** Text under study follows **

Professors bring H.O.P.E. to Haiti

At 5 p.m. yesterday, associate anthropology professor Rose-Marie Chierici discussed her work with the country of Haiti and its health, economic and educational needs.

Chierici emigrated from Haiti to the United States in 1960 after her father, a social justice advocate, had been imprisoned several times for political reasons. Nearly 50 years later, she still maintains a connection with Haiti via an organization called Haitian Outreach - Pwoje Espwa.

H.O.P.E. is a non-governmental organization, meaning that it receives no federal funding, that exists as a small group of people providing personalized aid for the people of Borgne, a small community on the coast of Haiti.

Chierici described Borgne as region of wonderful scenery and a great view of the ocean. The people, however, live in abject poverty, lacking a developed infrastructure and medical, educational and economic resources. H.O.P.E., she explained, works directly with these impoverished communities, learning which issues they see as most pressing and working with residents on projects aimed at improving their basic quality of life.

According to Chierici, health is one of H.O.P.E.'s foremost focuses. Due to a lack of medical resources, the people of Borgne consistently suffer and die from diseases such as malaria, tuberculosis and malnutrition, which are easily preventable in wealthier nations.

Prior to H.O.P.E.'s intervention, Chierici said Borgne had no medical services at all. H.O.P.E. began by operating a free clinic, but later, through partnership with other prominent organizations such as UNICEF, they were able to establish a full-fledged, functioning hospital. The hospital is complete with qualified staff and lab testing, and services at least 3,000 patients a month.

** End of Text under study **
** Information shown follows **

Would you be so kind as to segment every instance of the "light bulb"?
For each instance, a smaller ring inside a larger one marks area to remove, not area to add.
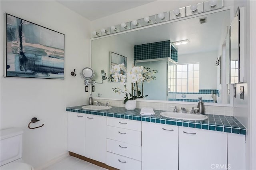
[[[161,19],[162,20],[164,20],[164,14],[163,13],[158,14],[158,17],[160,19]]]
[[[139,23],[138,23],[136,20],[133,20],[132,22],[132,25],[134,26],[138,26],[139,25]]]
[[[180,15],[180,9],[175,9],[173,10],[173,13],[176,16],[178,16]]]
[[[214,8],[216,6],[216,5],[217,5],[217,1],[216,0],[210,1],[210,5],[211,8]]]
[[[190,6],[190,10],[193,12],[195,12],[197,10],[197,4],[193,4]]]
[[[127,28],[127,26],[124,22],[122,22],[121,23],[121,27],[126,29]]]
[[[108,33],[108,31],[106,30],[105,28],[102,28],[101,30],[100,30],[100,32],[102,33],[105,33],[105,34]]]
[[[151,20],[148,16],[146,16],[144,18],[144,21],[148,23],[150,23],[151,22]]]
[[[98,36],[99,33],[96,32],[95,31],[94,31],[92,32],[92,35],[93,35],[94,36]]]
[[[110,27],[110,29],[111,29],[111,30],[112,31],[117,31],[117,28],[116,28],[116,27],[115,26],[112,26]]]

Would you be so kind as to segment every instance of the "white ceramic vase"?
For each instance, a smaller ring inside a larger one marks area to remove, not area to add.
[[[136,108],[136,100],[127,101],[124,104],[125,109],[128,111],[132,111],[135,109]]]

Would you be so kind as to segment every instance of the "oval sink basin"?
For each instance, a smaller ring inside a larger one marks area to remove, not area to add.
[[[208,119],[208,117],[206,115],[199,114],[174,113],[170,111],[162,112],[160,113],[160,115],[165,117],[181,120],[201,121]]]
[[[82,106],[82,108],[87,110],[106,110],[111,109],[112,106],[97,106],[96,105],[87,105]]]

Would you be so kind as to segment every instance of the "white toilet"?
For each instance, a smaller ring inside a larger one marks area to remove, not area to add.
[[[17,128],[1,130],[1,170],[34,170],[22,159],[23,133]]]

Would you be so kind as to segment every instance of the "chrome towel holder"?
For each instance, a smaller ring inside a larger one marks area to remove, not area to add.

** End of Information shown **

▶ _Work instruction_
According to the article on H.O.P.E. in Haiti, how many patients a month does the hospital in Borgne serve? The items are not needed for what follows.

▶ _Answer section_
The hospital serves at least 3,000 patients a month.